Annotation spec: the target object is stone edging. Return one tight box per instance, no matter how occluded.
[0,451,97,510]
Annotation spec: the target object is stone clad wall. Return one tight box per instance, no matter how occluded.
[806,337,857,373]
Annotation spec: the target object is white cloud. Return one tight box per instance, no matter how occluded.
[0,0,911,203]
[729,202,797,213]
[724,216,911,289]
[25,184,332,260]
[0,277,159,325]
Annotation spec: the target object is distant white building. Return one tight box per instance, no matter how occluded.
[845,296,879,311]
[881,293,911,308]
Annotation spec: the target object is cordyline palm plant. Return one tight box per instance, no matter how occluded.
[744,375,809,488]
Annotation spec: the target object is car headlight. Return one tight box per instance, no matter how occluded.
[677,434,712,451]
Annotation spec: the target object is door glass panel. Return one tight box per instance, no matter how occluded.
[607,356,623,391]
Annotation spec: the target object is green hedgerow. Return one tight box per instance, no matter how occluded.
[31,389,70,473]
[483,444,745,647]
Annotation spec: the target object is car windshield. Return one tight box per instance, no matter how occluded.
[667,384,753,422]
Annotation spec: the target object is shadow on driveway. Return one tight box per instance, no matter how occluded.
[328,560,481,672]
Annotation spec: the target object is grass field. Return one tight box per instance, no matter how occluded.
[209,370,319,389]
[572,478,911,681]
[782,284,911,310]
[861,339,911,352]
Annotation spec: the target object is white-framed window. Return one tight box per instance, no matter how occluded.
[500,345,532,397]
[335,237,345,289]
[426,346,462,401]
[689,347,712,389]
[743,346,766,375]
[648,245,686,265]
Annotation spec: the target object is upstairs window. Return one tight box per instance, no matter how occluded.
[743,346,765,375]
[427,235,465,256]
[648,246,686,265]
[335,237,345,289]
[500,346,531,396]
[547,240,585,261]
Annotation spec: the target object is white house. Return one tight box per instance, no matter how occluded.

· · · · ·

Given problem: Please reproduce every line of the records above word for word, changing nothing.

Correct response:
Annotation spec: the target object is stone edging. Return one tight box per instance, no matter how occluded.
[0,451,97,510]
Annotation spec: the target object is stone clad wall. Return one tight box per instance, no matter how occluded.
[806,337,857,373]
Annotation spec: the target object is white cloud. Return one tight box per instance, no matter how occluded.
[0,0,911,203]
[729,202,797,213]
[724,216,911,289]
[25,184,332,260]
[0,277,159,325]
Annotation spec: the target object is distant white building. Return one tight box per instance, no matter how occluded.
[845,296,879,311]
[881,293,911,308]
Annotation spec: the target object is cordyline palm plant. Return one tight box per instance, no matter how occluded.
[744,375,809,488]
Annotation spec: the target object is car headlight. Return one tight box per instance, no matter how occluded.
[677,434,712,451]
Annotation spec: the target object is door glass panel. Return one tight box per instance, no matter how occluded.
[607,356,623,391]
Annotation spec: the target object is green hedgerow. Return one tight box per instance, no matter how occluded.
[31,389,70,473]
[483,444,745,647]
Annotation spec: the target object is car windshield. Return one tight box per instance, no matter how occluded.
[667,384,753,422]
Annotation spec: the target object is shadow on driveway. Return one tight box per instance, no matter how occluded.
[328,560,481,672]
Annotation spec: the target object is grass field. Return one tight box per instance, no matter how occluded.
[209,370,319,389]
[572,478,911,681]
[782,284,911,310]
[861,339,911,352]
Annotation spec: the target object is white-framed window. Return one tight box per instance, no matter how occluded.
[500,345,532,397]
[335,237,345,289]
[426,346,462,401]
[689,347,712,389]
[743,346,766,375]
[648,245,686,265]
Annotation spec: the target object is upstairs window. Return one tight box per instance, no matter how occluded.
[743,346,765,375]
[427,235,465,256]
[648,246,686,265]
[335,237,345,289]
[500,346,531,396]
[547,240,585,261]
Annotation spec: the target object is white house. Return one tight box per instance, no matter how occluded.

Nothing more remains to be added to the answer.